-- start of Selected excerpt --

Urgent Help Needed: Constant memory issue

Hi there,

I have a deadline tomorrow at 12 and I’ve accidently messed up my code so I need urgent help from anyone who can.

The code’s basically supposed to use constant memory for the devifact array, but when i run it it’s saying copyin Memcpy FAILED:17.

The copy from host to constant memory is devifact=ifact(1:292)

Please please please can anyone help.

Host code

      subroutine matmul_host(lowt,a,b,d,ifact,nbasis)

!     Declare host arrays
      Implicit none
      Integer:: threadblocks
      Integer::  error, istat,size
      Integer, value:: lowt, nbasis,blocksize
      double precision, dimension(1:lowt):: a, b,d
      integer::ifact(292)

!     Declare device arrays
      Double precision, device,allocatable, dimension(:)::adev,bdev,ddev
      integer, constant::devifact(292)

!     Declare grid and block
      type(dim3):: dimGrid, dimBlock

!     Declare variables for timer
      real ctimeall, ctimekernel
      integer c1, c2, c3, c4

!     Start time for kernel and data transfers
      call system_clock( count=c1 )

!     Allocate memory on the device
      allocate(adev(1:lowt),bdev(1:lowt),ddev(1:lowt))
      istat = cudathreadsynchronize() 

!     Define the grid and block shape
      blocksize=3
      if (mod(nbasis, blocksize)==0) then
         threadblocks=nbasis/blocksize
      else
         threadblocks=nbasis/blocksize+1
      end if
      dimGrid= dim3(threadblocks, 1, 1)
      dimBlock= dim3 (blocksize, 1, 1)
      
!     Copy a, b, and ifact to the device
      Adev = A(1:lowt)
      bdev = b(1:lowt)
      devifact=ifact(1:292)
     
!     Second timer to record kernel time without data transfers
      call system_clock( count=c2 )

-- end of Selected excerpt --
-- start of Dataset --

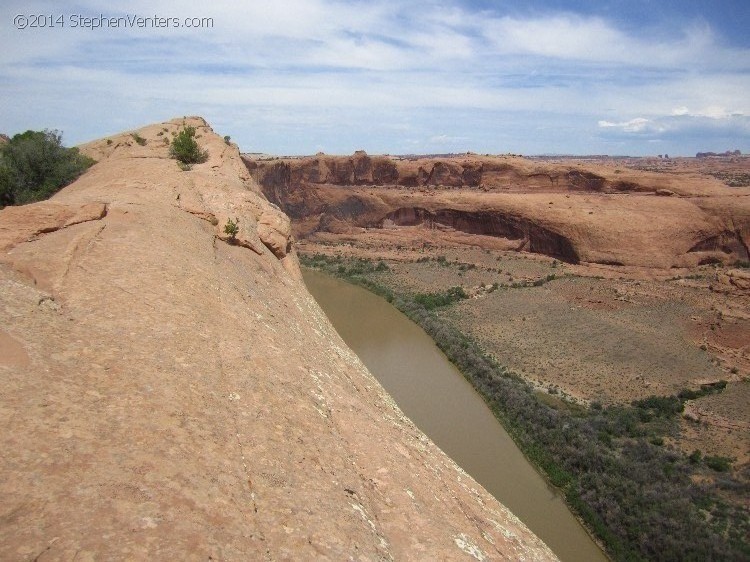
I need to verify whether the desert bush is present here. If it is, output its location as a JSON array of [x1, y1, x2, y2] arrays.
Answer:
[[0, 130, 94, 207], [302, 252, 750, 561], [169, 125, 208, 164], [224, 218, 240, 242]]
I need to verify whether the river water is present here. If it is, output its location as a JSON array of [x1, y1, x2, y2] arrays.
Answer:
[[303, 269, 607, 562]]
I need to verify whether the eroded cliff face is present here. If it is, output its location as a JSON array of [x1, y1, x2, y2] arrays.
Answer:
[[244, 152, 750, 269], [0, 118, 554, 560]]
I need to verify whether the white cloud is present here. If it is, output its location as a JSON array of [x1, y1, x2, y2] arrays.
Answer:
[[0, 0, 750, 151], [598, 117, 652, 133]]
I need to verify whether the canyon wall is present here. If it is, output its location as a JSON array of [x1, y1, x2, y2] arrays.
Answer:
[[0, 118, 554, 561], [244, 151, 750, 269]]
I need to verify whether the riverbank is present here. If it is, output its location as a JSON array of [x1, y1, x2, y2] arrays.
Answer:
[[303, 256, 748, 560], [303, 269, 607, 562]]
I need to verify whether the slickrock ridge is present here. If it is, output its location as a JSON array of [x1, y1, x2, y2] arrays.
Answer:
[[244, 151, 750, 269], [0, 117, 555, 561]]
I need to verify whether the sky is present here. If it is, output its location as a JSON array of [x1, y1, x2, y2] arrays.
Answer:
[[0, 0, 750, 156]]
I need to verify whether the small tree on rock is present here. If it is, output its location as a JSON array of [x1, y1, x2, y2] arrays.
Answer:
[[169, 125, 208, 164]]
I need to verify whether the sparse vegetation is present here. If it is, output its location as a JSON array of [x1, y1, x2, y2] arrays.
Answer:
[[0, 130, 94, 208], [169, 125, 208, 164], [302, 255, 750, 560], [224, 218, 240, 238]]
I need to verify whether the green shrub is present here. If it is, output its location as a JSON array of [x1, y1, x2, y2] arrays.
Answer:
[[705, 456, 732, 472], [0, 130, 94, 208], [224, 218, 240, 238], [169, 125, 208, 164]]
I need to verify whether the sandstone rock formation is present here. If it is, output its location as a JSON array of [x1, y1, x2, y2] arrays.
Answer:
[[0, 118, 554, 561], [250, 152, 750, 269]]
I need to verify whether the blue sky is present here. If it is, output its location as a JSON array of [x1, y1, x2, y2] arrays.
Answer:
[[0, 0, 750, 155]]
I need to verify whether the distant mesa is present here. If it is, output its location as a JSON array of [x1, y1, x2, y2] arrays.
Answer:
[[695, 150, 742, 158], [243, 150, 750, 269]]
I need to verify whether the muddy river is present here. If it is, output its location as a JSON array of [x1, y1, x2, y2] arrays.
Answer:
[[303, 270, 607, 562]]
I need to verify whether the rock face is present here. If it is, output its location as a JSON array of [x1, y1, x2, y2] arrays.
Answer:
[[0, 118, 554, 561], [245, 152, 750, 269]]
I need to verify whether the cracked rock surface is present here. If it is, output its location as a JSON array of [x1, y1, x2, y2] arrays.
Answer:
[[0, 118, 554, 561]]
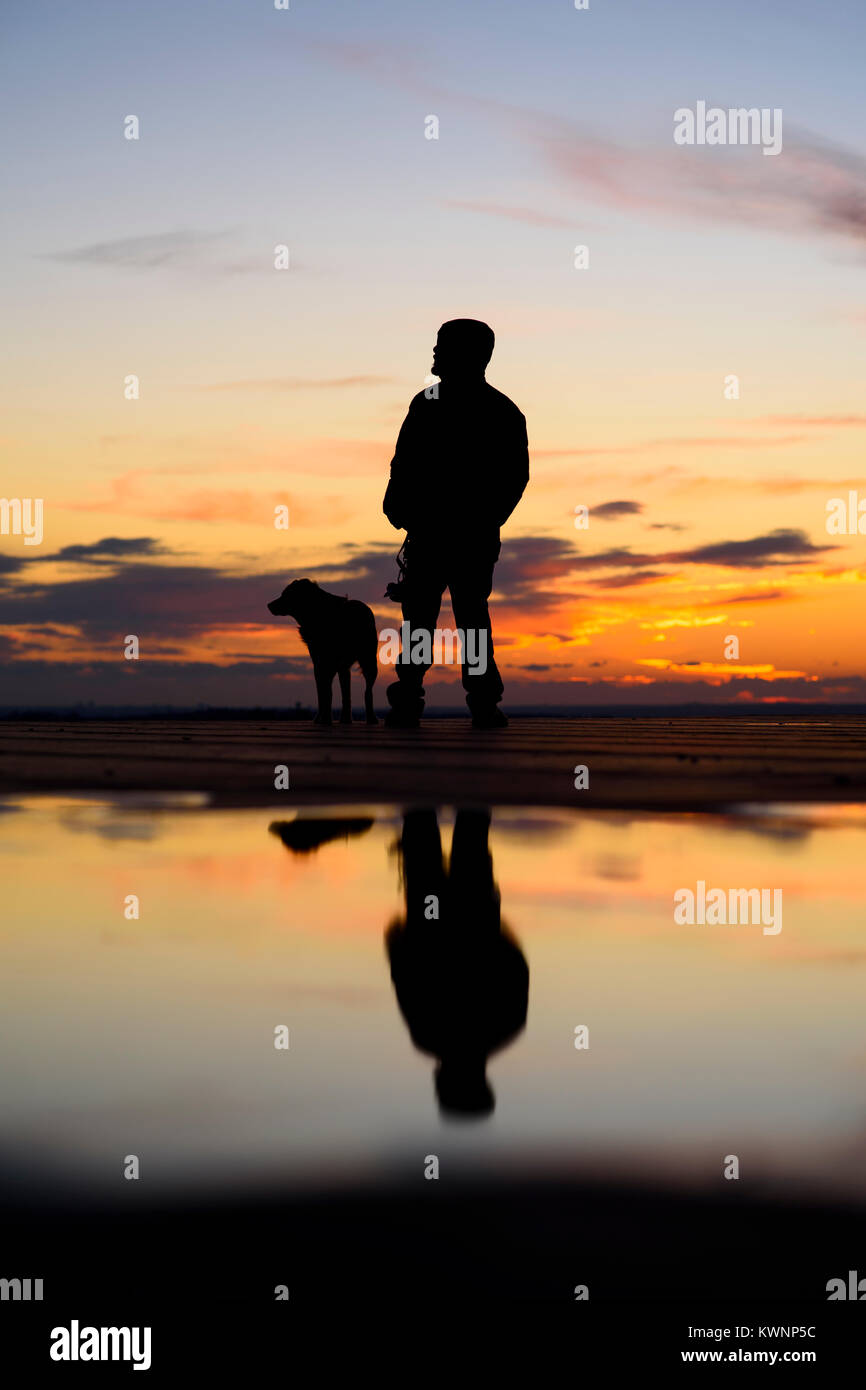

-- end of Dataset --

:: Directives ::
A - Output the part of the forum post about the constant memory error that starts with "The copy from" and goes on through "subroutine matmul_host(lowt,a,b,d,ifact,nbasis)", copied without changes.
B - In the forum post about the constant memory error, what error message appears when the code is run?
C - Take the forum post about the constant memory error further, continuing from the point where it stops.

:: Results of the exercise ::
A -
The copy from host to constant memory is devifact=ifact(1:292)

Please please please can anyone help.

Host code

      subroutine matmul_host(lowt,a,b,d,ifact,nbasis)

B - It reports "copyin Memcpy FAILED:17".

C -
!     Kernel invocation
      call matmulcuf<<<dimGrid,dimBlock>>>(lowt,adev,bdev,ddev,devifact,nbasis,blocksize)

!     Synchronise threads
      istat = cudathreadsynchronize() 

!     Stop second timer
      call system_clock( count=c3 )

!     Copy results back to host array
      d = ddev(1:lowt)
      
!     Stop first timer
      call system_clock( count=c4 )

!     Freeing arrays on device(may need to declare as integer function)
      deallocate(adev,bdev,ddev)
      
!     Print out kernel times
      ctimekernel = c3 - c2
      ctimeall = c4 - c1
      print *, 'Kernel time excluding data xfer:', ctimekernel/1000000
      print *, 'Total time including data xfer: ', ctimeall/1000000
      end

      end

Device code

      Module matmul_mod
      use cudafor
      contains
      
!     Device code
      attributes(global) subroutine matmulcuf(lowt, a, b, d, ifact, nbasis, blocksize)
      implicit none
      double precision :: a(lowt), b(lowt), d(lowt)
      integer:: i, j, k, ii, jj, kk, l, m, tx, bx
      double precision ::  sum, temp
      integer, value:: lowt, nbasis, blocksize
      double precision, value:: one

!     Declare devifact to reside in constant memory
      Integer, constant:: ifact(292)

!     Initialising variables
      kk=0
      ii=0
      jj=0

!     Setting local thread index and block index
      tx= threadidx%x
      bx= blockidx%x

!     Decomposing into threads
      i= blocksize*(bx-1)+(tx)


!     Conditional statement to prevent threads working outside of array boundaries
     if (i<(nbasis+1))then

!     Ifact array used as an index
         ii=ifact(i)

!     Outer j loop
         do j=1,i
            jj=ifact(j)
            sum=0.0d0
            one=0.0d0;

!     First vecotr multiplication, indexing set by ifact(j) and ifact(i),
!     the results is accumulated in sum
            do k=1,j
               sum=sum+a(ii+k)*b(jj+k)
            end do  

!     Second vecotr multiplication, indexing set by ifact(k) and ifact(i),
!     the results is accumulated in sum
            do k=j+1,i
               kk=ifact(k)
               sum=sum+a(ii+k)*b(kk+j)
            end do

!     Third vecotr multiplication, indexing set by ifact(k),
!     the results is accumulated in sum            
            do k=i+1,nbasis
               kk=ifact(k)
               sum=sum+a(kk+i)*b(kk+j)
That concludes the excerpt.